:: Exercise objective ::
Every line from the one containing "the green leaf" to the last line of the listing below should be given again exactly.

:: Data to process ::
==============================
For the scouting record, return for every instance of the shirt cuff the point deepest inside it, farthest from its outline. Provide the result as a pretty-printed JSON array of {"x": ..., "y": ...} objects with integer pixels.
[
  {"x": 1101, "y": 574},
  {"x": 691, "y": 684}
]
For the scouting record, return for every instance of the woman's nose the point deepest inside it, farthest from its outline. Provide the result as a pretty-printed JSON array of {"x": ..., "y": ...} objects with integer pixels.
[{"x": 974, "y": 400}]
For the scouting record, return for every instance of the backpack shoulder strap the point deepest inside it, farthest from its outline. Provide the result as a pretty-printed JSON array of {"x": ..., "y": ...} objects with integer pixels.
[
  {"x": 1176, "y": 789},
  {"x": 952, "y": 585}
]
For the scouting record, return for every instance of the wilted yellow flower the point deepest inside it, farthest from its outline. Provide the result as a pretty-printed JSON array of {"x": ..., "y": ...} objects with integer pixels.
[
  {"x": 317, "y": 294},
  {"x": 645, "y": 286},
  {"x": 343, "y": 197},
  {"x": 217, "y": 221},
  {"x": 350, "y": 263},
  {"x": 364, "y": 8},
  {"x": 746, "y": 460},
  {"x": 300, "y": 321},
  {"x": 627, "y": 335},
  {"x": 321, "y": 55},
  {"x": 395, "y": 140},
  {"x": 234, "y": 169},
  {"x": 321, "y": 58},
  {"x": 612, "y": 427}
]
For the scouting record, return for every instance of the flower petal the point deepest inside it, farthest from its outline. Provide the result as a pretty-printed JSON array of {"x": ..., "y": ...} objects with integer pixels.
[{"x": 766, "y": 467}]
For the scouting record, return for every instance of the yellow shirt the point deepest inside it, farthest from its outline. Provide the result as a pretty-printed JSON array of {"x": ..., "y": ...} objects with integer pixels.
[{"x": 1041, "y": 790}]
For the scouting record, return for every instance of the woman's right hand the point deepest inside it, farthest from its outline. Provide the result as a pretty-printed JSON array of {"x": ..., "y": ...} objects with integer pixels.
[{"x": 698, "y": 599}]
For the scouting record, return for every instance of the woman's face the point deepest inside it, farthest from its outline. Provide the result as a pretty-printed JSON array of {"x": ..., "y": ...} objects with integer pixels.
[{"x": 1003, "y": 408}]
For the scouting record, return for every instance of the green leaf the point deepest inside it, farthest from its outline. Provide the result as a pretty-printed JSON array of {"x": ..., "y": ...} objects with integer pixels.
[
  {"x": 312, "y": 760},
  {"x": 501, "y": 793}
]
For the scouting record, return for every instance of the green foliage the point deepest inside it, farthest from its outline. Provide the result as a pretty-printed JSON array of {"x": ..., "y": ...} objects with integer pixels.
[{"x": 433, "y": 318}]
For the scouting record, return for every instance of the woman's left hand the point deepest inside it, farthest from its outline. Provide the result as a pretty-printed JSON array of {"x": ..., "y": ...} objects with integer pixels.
==============================
:: Final answer ::
For the scouting record, return for every instance of the green leaf the point deepest inside it, farthest from its outline. Provide the result as a pretty-printed JSON array of {"x": ..., "y": ...} objects with integer pixels.
[
  {"x": 312, "y": 760},
  {"x": 501, "y": 793}
]
For the scouting record, return for every instance of the green foliage the point deepest inside it, farthest from its outline. Provide the result as a pretty-printed JSON array of {"x": ..., "y": ...} objects with integer pixels.
[{"x": 433, "y": 318}]
For the scouting record, return for every instance of the woman's left hand the point deepest inside it, farthest from its outline. Provide the result as a pretty-printed JSON array of {"x": ..., "y": ...} objects with integer pixels.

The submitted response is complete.